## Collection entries
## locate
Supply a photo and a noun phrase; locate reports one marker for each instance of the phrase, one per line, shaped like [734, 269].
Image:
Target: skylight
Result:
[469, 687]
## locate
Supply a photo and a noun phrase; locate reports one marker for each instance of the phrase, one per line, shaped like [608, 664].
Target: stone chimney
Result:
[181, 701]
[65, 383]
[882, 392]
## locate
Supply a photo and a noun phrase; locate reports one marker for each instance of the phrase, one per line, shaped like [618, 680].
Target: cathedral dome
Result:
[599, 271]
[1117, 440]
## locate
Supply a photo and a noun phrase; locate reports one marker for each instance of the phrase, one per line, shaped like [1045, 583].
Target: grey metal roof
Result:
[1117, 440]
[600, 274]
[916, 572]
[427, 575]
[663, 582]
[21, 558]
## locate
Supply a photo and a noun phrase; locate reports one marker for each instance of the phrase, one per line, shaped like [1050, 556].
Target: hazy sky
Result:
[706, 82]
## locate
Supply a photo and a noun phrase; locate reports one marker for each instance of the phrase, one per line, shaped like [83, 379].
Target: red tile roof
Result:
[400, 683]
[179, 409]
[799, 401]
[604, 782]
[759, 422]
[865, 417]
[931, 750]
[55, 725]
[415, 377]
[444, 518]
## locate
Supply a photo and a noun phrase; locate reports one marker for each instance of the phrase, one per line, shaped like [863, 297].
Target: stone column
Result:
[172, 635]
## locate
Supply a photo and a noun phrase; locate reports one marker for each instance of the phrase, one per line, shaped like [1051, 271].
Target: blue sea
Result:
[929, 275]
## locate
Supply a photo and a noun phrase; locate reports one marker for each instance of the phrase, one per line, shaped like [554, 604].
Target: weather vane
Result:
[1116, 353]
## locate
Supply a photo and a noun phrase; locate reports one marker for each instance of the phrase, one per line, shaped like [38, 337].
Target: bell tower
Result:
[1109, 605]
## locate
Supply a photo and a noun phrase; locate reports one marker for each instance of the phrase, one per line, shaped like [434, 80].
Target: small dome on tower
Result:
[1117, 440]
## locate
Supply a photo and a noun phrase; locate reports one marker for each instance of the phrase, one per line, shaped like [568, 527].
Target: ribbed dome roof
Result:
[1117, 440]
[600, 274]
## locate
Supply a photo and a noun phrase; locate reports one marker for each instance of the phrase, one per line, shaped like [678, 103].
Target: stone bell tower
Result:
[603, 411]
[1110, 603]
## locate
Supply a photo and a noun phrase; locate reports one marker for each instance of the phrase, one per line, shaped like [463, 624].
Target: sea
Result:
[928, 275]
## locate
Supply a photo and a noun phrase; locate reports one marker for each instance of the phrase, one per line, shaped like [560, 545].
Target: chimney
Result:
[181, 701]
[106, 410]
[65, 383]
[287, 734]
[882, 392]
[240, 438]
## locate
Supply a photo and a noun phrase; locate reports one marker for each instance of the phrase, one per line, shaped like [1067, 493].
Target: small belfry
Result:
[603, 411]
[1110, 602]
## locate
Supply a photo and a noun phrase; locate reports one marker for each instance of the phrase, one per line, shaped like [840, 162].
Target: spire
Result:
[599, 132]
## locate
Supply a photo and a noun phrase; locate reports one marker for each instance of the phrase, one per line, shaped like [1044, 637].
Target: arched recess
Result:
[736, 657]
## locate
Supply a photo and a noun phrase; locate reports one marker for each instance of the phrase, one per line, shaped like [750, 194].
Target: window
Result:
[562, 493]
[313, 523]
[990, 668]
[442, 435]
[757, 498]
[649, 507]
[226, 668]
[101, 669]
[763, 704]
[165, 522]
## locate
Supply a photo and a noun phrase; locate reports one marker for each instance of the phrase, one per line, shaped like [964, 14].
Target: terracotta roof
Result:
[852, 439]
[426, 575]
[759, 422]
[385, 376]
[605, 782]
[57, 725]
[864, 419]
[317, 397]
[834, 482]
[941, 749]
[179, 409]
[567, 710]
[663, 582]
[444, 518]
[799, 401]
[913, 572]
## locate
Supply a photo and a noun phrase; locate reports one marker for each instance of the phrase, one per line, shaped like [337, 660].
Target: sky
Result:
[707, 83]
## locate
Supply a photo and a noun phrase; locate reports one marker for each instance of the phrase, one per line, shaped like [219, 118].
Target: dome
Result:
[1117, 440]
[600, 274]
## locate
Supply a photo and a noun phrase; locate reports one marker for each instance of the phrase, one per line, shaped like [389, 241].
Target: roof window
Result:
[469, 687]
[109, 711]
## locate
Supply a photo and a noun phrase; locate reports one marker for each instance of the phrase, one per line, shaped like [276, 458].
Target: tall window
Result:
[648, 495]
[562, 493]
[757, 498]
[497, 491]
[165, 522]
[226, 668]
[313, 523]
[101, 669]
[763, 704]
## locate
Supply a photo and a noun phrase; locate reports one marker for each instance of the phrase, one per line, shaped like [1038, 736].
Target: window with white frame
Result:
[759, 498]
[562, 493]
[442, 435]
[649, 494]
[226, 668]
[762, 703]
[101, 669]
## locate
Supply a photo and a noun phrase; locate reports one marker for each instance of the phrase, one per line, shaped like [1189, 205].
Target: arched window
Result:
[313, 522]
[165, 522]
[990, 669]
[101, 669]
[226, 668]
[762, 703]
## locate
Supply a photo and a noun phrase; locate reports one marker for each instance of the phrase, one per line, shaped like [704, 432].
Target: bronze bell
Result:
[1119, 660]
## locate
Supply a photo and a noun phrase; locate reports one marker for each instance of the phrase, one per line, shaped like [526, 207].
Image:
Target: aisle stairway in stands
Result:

## TASK ITEM
Write out the records again, exactly as given.

## RESULT BELOW
## locate
Supply a photo and a noun phrase; locate reports one marker for each instance of the phrase, one per line, shaped like [734, 269].
Image:
Target: skylight
Result:
[469, 687]
## locate
Supply a photo and a noun phrase; locate reports one marker for each instance of the phrase, one per line, shaped like [608, 664].
Target: stone chimney
Result:
[181, 701]
[65, 383]
[882, 392]
## locate
Supply a photo and a noun phrase; locate reports one marker for each instance of the phrase, one per line, shaped like [618, 680].
Target: cathedral dome
Result:
[599, 271]
[1117, 440]
## locate
Supply a photo and a noun phrase; locate reports one marker for each instance of the phrase, one per line, shaped like [1045, 583].
Target: grey metal roof
Result:
[1117, 440]
[600, 274]
[916, 572]
[427, 575]
[663, 582]
[21, 558]
## locate
Supply a photo and a noun phrase; locate reports one marker for each instance of the phrase, one per line, shaped like [1050, 556].
Target: hazy sky
Result:
[706, 82]
## locate
Supply a photo and a noun phrase; locate reports one marker for each instance of the phrase, one per line, shaped like [83, 379].
Target: red tile roof
Result:
[400, 683]
[179, 409]
[799, 401]
[604, 782]
[759, 422]
[865, 417]
[931, 750]
[55, 725]
[415, 377]
[444, 518]
## locate
Supply a photo and a noun phrase; locate reports one marker for each instance of the phrase, one per line, shaped like [863, 297].
Target: stone column
Result:
[172, 635]
## locate
Supply a photo and a noun phrase; locate reports one marker for each instance of the phrase, one per line, shaped like [1051, 271].
Target: blue sea
Result:
[929, 275]
## locate
Supply a photo and a noun phrase; locate reports one marker for each instance of the phrase, one per line, shaped like [554, 604].
Target: weather vane
Result:
[1116, 353]
## locate
Supply a photo and a noun phrase; locate reports one marker for each instance of the phrase, one per line, shaped like [38, 337].
Target: bell tower
Result:
[1109, 605]
## locate
Supply a photo and a noun phrase; locate reports one marker for each instance of the phrase, one per line, shaped like [434, 80].
Target: small dome on tower
Result:
[1117, 440]
## locate
Supply a photo and a noun phrase; locate reports one marker for each instance of the phrase, one per line, shaped like [568, 527].
Target: ribbed dome roof
Result:
[1117, 440]
[600, 274]
## locate
Supply a photo and a noun phrase; locate reports one marker for each instance of the phrase, one per line, shaped like [678, 103].
Target: stone bell tower
Result:
[603, 411]
[1110, 603]
## locate
Supply a photo and a noun phrase; locate reports one marker for each instance of the phrase, one per line, shaped like [463, 624].
Target: sea
Result:
[928, 275]
## locate
Supply a photo and a noun phrase; locate reports one marker for each instance of the phrase, one per line, shaped like [560, 545].
Target: chimney
Result:
[181, 701]
[106, 410]
[65, 383]
[287, 734]
[882, 392]
[240, 438]
## locate
Supply a photo and a noun phrase; locate reports one marker for each instance of the phrase, one per line, shaped like [1067, 493].
Target: small belfry
Result:
[603, 411]
[1110, 602]
## locate
Supply a photo and a noun phrase; locate reports one marker for each instance of the phrase, one per line, shaped like [840, 162].
Target: spire
Result:
[599, 132]
## locate
Supply a photo and a noun phrase; locate reports one marker for each instance of the phrase, one per line, shaped like [1044, 637].
Target: arched recess
Result:
[736, 657]
## locate
Supply a photo and a noun phrase; locate reports one marker for each instance of the phrase, one per line, shaped like [750, 194].
Target: window
Result:
[562, 493]
[313, 523]
[990, 668]
[442, 435]
[757, 498]
[649, 507]
[226, 668]
[101, 669]
[763, 704]
[165, 522]
## locate
Supply a photo and a noun phrase; locate reports one marker for each instance of the phrase, one per line, shaped like [964, 14].
Target: terracotta roof
Result:
[852, 439]
[426, 575]
[759, 422]
[385, 376]
[605, 782]
[57, 725]
[864, 419]
[317, 397]
[834, 482]
[941, 749]
[179, 409]
[567, 710]
[663, 582]
[444, 518]
[799, 401]
[913, 572]
## locate
Supply a photo and a noun phrase; locate reports one marker for each instance of the phrase, one per line, shaped like [337, 660].
Target: sky
Result:
[707, 83]
## locate
Supply a photo and a noun phrase; locate reports one marker for each instance of the phrase, one per line, shaped like [219, 118].
Target: dome
Result:
[1117, 440]
[600, 274]
## locate
Supply a photo and a noun phrase; locate reports one marker for each instance of the phrase, one per line, shaped like [389, 241].
Target: roof window
Result:
[469, 687]
[109, 711]
## locate
Supply a photo and a noun phrase; locate reports one marker for each instance of the phrase, one per line, shaped like [276, 458].
Target: tall window
Result:
[648, 495]
[562, 493]
[757, 498]
[497, 491]
[165, 522]
[226, 668]
[313, 523]
[101, 669]
[763, 704]
## locate
Supply a photo and a noun phrase; locate reports one marker for each instance of the phrase, one per line, shaped like [1038, 736].
Target: window with white frame
Result:
[759, 498]
[562, 493]
[442, 435]
[649, 494]
[226, 668]
[762, 703]
[101, 669]
## locate
Supply a photo and a noun phrase; locate reports one marker for each instance of the phrase, one per line, shaped like [1189, 205].
Target: arched window
Result:
[313, 522]
[165, 522]
[990, 669]
[101, 669]
[226, 668]
[762, 703]
## locate
Supply a photo and a noun phrase; locate reports one marker for each instance of the phrase, one per line, shaped like [704, 432].
Target: bronze bell
Result:
[1119, 660]
## locate
Supply a photo and a noun phrase; locate reports one marker for each instance of the phrase, one per line, shaped like [526, 207].
Image:
Target: aisle stairway in stands
Result:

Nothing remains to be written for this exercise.